* [The problem]: Can you rewrite the listing below so that every "instance" becomes "occurrence", with nothing else altered?

Lines of data:
↓↓↓

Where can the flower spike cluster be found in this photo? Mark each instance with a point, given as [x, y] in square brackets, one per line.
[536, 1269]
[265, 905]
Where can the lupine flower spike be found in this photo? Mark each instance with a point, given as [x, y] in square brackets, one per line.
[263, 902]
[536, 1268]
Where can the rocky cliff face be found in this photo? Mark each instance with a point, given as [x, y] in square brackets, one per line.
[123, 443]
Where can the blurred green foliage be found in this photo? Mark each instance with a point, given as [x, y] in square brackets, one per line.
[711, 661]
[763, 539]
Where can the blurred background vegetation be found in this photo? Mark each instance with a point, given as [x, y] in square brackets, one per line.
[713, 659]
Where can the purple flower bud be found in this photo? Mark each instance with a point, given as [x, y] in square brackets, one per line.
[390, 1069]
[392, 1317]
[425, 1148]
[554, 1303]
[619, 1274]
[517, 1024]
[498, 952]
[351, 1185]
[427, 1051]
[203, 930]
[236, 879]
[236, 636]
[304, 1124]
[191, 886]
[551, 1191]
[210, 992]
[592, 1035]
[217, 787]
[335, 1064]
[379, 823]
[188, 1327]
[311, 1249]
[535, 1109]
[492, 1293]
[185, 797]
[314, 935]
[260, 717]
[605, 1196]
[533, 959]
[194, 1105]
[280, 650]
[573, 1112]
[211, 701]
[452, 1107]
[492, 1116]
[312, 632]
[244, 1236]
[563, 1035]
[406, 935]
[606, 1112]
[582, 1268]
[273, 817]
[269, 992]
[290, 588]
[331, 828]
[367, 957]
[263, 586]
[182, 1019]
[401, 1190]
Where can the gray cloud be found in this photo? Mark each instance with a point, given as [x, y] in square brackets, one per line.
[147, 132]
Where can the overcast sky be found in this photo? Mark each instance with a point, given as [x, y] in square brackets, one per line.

↑↑↑

* [Finished task]:
Where can the flower spike cluster be found in this photo? Mark each occurrence with a point, given as [x, y] in square brackets, one per line.
[536, 1269]
[265, 905]
Where can the lupine flower spike be found in this photo? Mark each occurrence with a point, given as [x, y] in square brackets, one per line.
[263, 902]
[536, 1268]
Where can the rocky cliff face be found in this photo? Mark each occurrence with a point, given as [x, y] in square brackets, one per line.
[123, 443]
Where can the blurred green foliage be found in this photo? Mark each occurrence with a point, given as [x, y] in square brackets, one per line.
[711, 661]
[763, 539]
Where can the blurred background vegetation be found in this photo? Mark each occurrence with a point, given as [x, y] in square brackets, one per line.
[713, 659]
Where can the purple flower bud be found in this photo? Mark each occurrence with a point, given as [x, y] in square brackets, one per line.
[390, 1069]
[392, 1317]
[425, 1148]
[554, 1303]
[619, 1274]
[517, 1024]
[498, 952]
[351, 1185]
[427, 1051]
[203, 930]
[236, 879]
[236, 636]
[304, 1124]
[191, 886]
[551, 1191]
[210, 992]
[592, 1035]
[217, 787]
[335, 1064]
[379, 823]
[188, 1327]
[311, 1249]
[535, 1109]
[492, 1293]
[185, 797]
[314, 935]
[260, 717]
[605, 1196]
[533, 959]
[194, 1105]
[280, 650]
[573, 1112]
[211, 701]
[452, 1107]
[492, 1116]
[312, 632]
[244, 1236]
[563, 1035]
[406, 935]
[606, 1112]
[582, 1268]
[273, 817]
[269, 992]
[290, 588]
[331, 828]
[367, 957]
[263, 586]
[182, 1019]
[401, 1190]
Where can the gray cloud be found in this photo? Mark each occurrence with a point, given as [x, y] in square brackets, one per line.
[147, 132]
Where can the overcast sky be found in this photo? Mark each occurrence with a point, given as [x, y] in square brackets, one per line.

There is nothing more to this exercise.